[THE INPUT start]

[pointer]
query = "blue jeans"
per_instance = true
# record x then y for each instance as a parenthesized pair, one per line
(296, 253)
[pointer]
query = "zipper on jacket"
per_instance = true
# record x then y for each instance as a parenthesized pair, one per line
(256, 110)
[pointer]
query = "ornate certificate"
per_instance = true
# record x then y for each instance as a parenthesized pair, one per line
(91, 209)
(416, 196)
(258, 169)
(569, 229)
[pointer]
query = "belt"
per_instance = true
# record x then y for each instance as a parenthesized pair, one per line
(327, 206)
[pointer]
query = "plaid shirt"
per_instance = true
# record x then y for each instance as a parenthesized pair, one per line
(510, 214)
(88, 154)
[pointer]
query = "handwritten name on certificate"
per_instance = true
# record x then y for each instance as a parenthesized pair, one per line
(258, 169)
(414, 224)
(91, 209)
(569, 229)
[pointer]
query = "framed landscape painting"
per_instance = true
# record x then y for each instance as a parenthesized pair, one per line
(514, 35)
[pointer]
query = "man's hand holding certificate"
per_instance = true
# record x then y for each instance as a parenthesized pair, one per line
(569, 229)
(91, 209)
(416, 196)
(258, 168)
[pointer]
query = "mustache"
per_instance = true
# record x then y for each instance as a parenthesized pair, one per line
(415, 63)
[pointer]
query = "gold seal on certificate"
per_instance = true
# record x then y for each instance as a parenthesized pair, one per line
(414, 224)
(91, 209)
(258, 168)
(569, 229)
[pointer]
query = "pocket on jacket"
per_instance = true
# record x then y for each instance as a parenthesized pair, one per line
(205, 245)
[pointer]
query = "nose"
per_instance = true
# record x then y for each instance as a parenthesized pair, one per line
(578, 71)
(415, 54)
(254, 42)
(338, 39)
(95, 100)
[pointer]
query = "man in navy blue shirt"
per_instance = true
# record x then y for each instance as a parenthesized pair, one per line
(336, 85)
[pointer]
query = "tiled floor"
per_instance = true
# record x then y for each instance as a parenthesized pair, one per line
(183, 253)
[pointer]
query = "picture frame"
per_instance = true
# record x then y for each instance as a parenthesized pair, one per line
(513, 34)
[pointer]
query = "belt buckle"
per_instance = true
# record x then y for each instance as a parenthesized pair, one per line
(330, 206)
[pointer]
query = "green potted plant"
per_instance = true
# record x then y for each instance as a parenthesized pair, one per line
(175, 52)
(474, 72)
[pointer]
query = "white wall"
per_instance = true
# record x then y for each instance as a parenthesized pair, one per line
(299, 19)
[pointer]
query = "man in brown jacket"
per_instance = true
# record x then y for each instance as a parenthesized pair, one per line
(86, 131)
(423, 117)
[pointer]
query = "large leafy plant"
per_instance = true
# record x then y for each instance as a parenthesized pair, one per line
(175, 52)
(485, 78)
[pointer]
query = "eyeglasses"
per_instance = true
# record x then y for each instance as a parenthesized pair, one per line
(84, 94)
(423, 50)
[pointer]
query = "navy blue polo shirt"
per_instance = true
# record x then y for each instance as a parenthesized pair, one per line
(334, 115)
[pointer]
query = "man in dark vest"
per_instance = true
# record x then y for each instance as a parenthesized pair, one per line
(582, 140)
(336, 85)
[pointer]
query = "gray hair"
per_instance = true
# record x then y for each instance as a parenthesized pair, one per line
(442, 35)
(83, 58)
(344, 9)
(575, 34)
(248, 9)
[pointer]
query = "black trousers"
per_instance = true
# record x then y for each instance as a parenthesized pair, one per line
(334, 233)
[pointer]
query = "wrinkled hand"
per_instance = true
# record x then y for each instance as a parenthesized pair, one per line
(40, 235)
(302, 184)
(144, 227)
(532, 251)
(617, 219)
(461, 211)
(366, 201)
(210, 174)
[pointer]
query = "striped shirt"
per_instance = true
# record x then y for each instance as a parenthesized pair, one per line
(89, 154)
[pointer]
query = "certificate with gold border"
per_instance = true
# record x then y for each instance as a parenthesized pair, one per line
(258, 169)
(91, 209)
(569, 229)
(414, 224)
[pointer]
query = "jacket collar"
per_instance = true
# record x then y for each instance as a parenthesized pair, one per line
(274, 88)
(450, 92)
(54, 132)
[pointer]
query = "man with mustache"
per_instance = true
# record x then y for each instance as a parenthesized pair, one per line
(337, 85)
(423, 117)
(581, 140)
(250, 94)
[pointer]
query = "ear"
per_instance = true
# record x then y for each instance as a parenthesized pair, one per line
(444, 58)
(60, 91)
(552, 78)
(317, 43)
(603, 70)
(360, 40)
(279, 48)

[THE INPUT end]
[THE INPUT start]

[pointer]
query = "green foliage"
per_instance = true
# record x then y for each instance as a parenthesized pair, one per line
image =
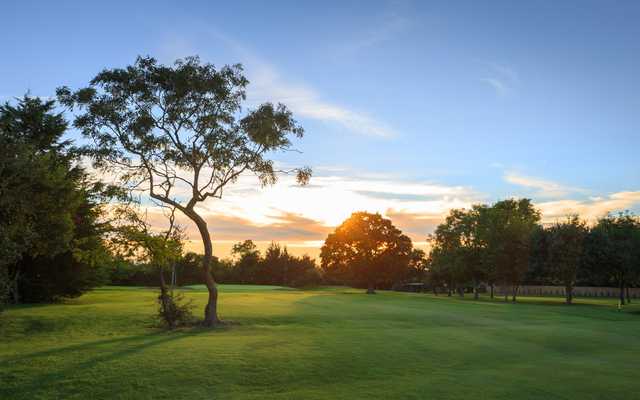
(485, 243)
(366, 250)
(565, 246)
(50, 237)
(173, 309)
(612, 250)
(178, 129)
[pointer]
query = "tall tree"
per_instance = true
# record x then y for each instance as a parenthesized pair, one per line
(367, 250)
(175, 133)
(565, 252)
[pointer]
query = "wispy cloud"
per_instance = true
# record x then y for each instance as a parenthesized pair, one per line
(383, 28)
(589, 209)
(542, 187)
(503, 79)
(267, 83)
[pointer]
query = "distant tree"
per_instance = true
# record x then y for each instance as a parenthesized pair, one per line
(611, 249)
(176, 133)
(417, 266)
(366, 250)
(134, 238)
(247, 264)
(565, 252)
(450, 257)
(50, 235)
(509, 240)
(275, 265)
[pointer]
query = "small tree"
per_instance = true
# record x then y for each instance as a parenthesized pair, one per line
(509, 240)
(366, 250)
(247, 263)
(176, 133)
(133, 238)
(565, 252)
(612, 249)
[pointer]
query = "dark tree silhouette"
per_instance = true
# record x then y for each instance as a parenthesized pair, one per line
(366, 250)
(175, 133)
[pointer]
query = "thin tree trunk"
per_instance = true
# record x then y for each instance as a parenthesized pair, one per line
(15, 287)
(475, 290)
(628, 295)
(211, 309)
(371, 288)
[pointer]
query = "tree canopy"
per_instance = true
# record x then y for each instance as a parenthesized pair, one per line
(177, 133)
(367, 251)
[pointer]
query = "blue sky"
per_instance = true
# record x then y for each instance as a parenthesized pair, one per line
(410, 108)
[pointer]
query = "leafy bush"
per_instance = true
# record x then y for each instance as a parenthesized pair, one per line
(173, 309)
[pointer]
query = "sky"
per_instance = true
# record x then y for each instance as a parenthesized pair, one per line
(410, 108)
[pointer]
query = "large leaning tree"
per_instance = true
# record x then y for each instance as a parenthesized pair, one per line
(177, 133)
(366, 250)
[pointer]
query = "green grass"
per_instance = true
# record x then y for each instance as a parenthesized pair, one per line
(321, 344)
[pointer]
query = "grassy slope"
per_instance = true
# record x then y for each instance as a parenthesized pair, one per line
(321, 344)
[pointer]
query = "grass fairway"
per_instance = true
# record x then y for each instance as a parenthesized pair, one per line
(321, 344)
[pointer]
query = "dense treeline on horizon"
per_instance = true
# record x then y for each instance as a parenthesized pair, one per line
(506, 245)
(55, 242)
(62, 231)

[THE INPUT end]

● **OBJECTIVE**:
Count the lines in the material above that contain the word "certificate" and give only that number.

● **THE RESPONSE**:
5